--- Your instructions ---
Would you return the entries exactly, with every line intact?

=== Begin Enclosure ===

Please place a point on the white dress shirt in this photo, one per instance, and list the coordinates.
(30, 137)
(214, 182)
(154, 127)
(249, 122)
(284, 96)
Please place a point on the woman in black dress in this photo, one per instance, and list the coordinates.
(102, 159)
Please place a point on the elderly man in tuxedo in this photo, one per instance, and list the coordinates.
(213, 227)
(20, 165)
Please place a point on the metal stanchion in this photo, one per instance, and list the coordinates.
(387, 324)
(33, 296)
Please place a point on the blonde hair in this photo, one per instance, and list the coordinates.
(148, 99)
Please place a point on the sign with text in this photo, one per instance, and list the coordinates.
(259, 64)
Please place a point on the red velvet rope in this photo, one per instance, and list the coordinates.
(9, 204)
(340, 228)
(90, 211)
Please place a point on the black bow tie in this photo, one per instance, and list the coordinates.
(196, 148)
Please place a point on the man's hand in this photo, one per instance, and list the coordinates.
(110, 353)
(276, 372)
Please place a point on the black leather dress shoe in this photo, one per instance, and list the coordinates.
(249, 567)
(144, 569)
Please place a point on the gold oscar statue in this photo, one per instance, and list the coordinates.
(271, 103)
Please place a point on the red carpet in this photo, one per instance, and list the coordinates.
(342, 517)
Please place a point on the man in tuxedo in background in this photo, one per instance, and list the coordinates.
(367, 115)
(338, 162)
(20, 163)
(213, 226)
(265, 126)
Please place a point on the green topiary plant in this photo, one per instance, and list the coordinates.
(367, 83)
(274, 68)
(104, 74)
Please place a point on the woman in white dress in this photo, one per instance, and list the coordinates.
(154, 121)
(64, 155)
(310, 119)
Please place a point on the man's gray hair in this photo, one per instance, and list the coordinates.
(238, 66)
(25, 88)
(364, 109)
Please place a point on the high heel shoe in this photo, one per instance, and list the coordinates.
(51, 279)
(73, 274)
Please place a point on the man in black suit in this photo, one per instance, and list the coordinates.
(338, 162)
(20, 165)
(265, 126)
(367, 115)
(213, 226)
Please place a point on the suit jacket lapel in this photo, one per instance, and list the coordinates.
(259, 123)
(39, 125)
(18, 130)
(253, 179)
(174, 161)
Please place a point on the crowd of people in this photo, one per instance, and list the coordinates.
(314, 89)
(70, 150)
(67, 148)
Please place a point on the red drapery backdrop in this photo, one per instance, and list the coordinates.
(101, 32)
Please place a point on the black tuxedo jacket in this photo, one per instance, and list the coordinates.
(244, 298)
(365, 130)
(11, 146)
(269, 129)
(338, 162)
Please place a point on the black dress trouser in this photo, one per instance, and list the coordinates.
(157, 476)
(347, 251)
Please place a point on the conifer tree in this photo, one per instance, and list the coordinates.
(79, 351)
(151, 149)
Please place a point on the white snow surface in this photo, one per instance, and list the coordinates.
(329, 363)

=== End Enclosure ===

--- Answer space ---
Please place a point on the white dress shirt in this photo, one per instance, and list the coordinates.
(30, 137)
(214, 182)
(154, 127)
(249, 122)
(284, 96)
Please place a point on the woman in black dress in this photo, one per instance, and list the coordinates.
(102, 159)
Please place a point on the elderly man in tuxedo in this photo, one per instance, and list the coordinates.
(213, 227)
(20, 165)
Please place a point on the metal stanchion in this photo, one per instance, and list the coordinates.
(387, 324)
(33, 296)
Please place a point on the blonde hair in this photo, one per instance, and list the coordinates.
(148, 99)
Please place a point on the sign with text in this photo, one per instance, and list the coordinates.
(259, 64)
Please place a point on the red velvet rope in this photo, one per instance, and list the coordinates.
(9, 204)
(340, 228)
(90, 211)
Please place a point on the black bow tie in this photo, one per instance, and list the coordinates.
(196, 148)
Please place a point on the man's hand in this photo, one per instance, and list the coordinates.
(110, 353)
(276, 372)
Please place a point on the black leather dress shoe in this photo, one per instance, and list the coordinates.
(249, 567)
(144, 569)
Please place a point on the gold oscar statue in this photo, one per instance, and list the coordinates.
(271, 103)
Please place a point on the red carpet in this photo, one per instance, and list the coordinates.
(342, 517)
Please place a point on the man in tuxedo in background in this photo, one per instance, and list the coordinates.
(367, 115)
(338, 162)
(20, 163)
(213, 226)
(265, 126)
Please place a point on the green topiary plant in this photo, one per instance, and list the coordinates.
(367, 83)
(274, 68)
(104, 74)
Please place a point on the woman in white dress in this photo, one per instance, and list the coordinates.
(154, 121)
(64, 155)
(310, 119)
Please place a point on the man's gray hair in this photo, one per instance, and list the coordinates.
(238, 66)
(25, 88)
(364, 109)
Please place a point on the high heel shoe in this photo, one per instance, and list the coordinates.
(51, 279)
(73, 274)
Please place a point on the man in black suit in this photo, one per instance, and list the coordinates.
(338, 162)
(20, 165)
(265, 126)
(367, 115)
(213, 226)
Please place a point on the suit jacket lapel in this photo, one per instance, and list the coordinates.
(259, 123)
(39, 125)
(18, 130)
(253, 179)
(174, 161)
Please place a point on the crowd of people in this photo, one per instance, and list the coordinates.
(314, 89)
(70, 150)
(67, 148)
Please place a point on the red drapery backdrop in this photo, one per instance, and list the coordinates.
(101, 32)
Please place a point on the black tuxedo jacket in this photo, one per instance, and list the coordinates.
(244, 298)
(365, 130)
(11, 146)
(269, 129)
(338, 162)
Please place a point on the black dress trouser in this photo, one per instance, and list the coordinates.
(157, 476)
(347, 251)
Please place a point on the conifer tree in this photo, one per instance, and list the coordinates.
(79, 351)
(151, 149)
Please place a point on the white snow surface in this photo, one per instance, and list the coordinates.
(329, 363)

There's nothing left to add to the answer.